### Problem to solve
Copy the records from the line containing "the brown tree" through the end of the records, inclusive, swapping "pine needle cluster" for "pine branch" and leaving everything else as it is.

Records from a data source

-------------------------

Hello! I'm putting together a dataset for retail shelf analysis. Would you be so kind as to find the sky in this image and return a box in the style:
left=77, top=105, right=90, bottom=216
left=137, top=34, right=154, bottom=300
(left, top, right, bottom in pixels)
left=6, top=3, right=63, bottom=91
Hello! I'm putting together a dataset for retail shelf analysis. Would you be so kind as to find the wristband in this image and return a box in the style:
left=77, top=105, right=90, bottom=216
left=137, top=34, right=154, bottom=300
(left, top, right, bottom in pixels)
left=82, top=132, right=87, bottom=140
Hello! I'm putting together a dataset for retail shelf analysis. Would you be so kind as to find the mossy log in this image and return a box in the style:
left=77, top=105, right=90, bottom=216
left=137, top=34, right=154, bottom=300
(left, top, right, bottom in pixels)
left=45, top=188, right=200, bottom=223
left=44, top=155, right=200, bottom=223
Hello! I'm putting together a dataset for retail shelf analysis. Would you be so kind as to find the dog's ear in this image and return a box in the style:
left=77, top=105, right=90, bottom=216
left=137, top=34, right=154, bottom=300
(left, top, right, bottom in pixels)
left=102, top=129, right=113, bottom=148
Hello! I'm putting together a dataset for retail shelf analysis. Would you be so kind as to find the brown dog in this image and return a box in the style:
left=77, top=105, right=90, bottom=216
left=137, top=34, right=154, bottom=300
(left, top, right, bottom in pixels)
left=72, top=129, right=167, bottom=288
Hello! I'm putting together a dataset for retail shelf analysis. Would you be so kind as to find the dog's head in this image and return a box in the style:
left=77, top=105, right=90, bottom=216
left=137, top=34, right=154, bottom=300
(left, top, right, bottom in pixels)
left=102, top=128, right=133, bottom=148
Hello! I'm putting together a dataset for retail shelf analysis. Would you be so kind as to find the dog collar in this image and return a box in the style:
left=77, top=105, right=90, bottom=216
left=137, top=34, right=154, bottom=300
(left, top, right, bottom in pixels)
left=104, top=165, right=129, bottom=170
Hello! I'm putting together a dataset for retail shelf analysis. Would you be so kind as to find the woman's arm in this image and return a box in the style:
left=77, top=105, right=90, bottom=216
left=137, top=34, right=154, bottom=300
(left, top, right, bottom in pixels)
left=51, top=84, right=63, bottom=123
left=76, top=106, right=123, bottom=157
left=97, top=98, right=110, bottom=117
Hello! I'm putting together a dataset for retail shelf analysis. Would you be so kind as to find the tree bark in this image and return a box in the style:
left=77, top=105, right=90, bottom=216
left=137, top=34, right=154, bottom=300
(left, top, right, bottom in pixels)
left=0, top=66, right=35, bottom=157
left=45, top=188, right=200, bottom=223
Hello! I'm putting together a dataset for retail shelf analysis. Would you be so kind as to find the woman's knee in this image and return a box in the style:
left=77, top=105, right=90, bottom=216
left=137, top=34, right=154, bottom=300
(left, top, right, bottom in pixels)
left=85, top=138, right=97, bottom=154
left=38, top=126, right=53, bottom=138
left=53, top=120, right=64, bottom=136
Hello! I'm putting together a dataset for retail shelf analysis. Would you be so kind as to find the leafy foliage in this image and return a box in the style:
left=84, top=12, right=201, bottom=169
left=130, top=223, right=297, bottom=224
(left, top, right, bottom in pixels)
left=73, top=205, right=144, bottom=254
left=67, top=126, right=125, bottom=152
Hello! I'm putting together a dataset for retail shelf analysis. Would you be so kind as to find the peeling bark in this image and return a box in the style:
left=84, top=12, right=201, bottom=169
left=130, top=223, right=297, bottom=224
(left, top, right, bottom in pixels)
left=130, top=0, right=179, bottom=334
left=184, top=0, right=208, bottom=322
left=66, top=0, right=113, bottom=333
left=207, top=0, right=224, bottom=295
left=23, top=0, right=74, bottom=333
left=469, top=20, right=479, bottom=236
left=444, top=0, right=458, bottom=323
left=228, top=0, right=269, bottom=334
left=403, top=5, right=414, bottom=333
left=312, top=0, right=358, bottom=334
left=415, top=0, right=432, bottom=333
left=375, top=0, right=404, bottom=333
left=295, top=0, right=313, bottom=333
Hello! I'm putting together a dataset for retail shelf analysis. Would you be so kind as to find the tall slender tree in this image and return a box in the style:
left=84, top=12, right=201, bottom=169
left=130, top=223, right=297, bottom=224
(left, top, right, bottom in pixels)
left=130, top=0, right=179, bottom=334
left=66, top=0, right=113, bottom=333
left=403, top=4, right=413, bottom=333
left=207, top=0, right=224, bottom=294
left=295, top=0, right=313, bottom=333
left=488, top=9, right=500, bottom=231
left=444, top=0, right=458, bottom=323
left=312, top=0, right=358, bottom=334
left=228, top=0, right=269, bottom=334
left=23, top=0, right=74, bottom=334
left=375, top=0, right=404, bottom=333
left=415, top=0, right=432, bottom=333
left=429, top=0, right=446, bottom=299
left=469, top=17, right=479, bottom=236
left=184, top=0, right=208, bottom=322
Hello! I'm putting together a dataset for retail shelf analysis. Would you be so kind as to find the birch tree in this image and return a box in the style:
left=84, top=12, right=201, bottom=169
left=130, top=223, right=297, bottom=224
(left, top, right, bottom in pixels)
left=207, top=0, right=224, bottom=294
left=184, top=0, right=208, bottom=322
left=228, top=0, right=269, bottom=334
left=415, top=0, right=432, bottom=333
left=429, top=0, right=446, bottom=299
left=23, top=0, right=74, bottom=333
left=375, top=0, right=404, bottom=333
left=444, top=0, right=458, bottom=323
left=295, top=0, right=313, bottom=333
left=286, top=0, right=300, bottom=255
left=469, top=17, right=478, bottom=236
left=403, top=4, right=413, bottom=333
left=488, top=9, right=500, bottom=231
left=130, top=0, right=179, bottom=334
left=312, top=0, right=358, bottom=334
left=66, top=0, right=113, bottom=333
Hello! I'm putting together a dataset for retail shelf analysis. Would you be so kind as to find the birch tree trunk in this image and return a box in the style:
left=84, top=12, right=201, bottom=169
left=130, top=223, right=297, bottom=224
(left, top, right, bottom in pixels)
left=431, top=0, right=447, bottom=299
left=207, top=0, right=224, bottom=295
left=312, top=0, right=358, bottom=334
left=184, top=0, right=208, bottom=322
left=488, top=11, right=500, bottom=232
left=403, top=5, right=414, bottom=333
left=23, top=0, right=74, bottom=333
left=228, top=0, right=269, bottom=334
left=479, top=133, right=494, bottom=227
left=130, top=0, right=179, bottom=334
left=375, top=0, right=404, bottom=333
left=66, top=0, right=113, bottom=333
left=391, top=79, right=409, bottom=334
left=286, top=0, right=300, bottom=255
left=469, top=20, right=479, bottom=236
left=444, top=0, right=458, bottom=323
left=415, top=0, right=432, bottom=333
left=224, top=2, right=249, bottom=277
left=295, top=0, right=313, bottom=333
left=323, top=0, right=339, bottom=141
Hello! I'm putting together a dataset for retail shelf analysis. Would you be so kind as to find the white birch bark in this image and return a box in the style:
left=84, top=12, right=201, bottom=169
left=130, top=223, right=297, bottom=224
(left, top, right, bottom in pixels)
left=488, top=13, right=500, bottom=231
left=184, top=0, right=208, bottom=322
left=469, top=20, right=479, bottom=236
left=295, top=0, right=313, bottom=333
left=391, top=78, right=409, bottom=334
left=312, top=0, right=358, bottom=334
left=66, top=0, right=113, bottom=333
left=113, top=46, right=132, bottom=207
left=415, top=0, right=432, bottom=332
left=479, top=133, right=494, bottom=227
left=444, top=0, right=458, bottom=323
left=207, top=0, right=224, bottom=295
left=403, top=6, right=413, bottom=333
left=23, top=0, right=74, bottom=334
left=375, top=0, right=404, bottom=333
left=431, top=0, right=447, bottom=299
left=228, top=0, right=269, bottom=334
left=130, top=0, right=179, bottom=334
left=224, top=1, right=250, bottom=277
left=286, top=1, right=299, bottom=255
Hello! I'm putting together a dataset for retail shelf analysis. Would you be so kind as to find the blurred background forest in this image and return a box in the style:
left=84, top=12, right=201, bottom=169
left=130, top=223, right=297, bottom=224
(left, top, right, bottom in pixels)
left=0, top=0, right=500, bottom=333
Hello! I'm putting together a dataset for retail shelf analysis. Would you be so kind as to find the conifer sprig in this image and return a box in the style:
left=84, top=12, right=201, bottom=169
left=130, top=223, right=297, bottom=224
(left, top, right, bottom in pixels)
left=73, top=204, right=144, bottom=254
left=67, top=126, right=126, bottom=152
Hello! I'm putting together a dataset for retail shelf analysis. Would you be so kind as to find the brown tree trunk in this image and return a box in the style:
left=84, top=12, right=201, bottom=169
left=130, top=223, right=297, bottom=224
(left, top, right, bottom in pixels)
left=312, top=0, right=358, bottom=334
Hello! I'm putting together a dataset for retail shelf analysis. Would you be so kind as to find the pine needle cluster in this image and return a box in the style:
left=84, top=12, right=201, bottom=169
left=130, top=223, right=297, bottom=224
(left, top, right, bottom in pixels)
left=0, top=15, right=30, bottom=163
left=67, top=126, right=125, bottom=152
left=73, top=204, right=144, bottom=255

-------------------------

### Worked answer
Hello! I'm putting together a dataset for retail shelf analysis. Would you be so kind as to find the brown tree trunk in this image and return a box in the style:
left=84, top=12, right=201, bottom=169
left=130, top=223, right=297, bottom=224
(left, top, right, bottom in pixels)
left=312, top=0, right=358, bottom=334
Hello! I'm putting together a dataset for retail shelf analysis. Would you be so kind as to find the pine branch in this image and return a box in the style:
left=84, top=12, right=201, bottom=169
left=130, top=223, right=297, bottom=224
(left, top, right, bottom in pixels)
left=0, top=15, right=30, bottom=163
left=67, top=126, right=125, bottom=152
left=73, top=204, right=144, bottom=255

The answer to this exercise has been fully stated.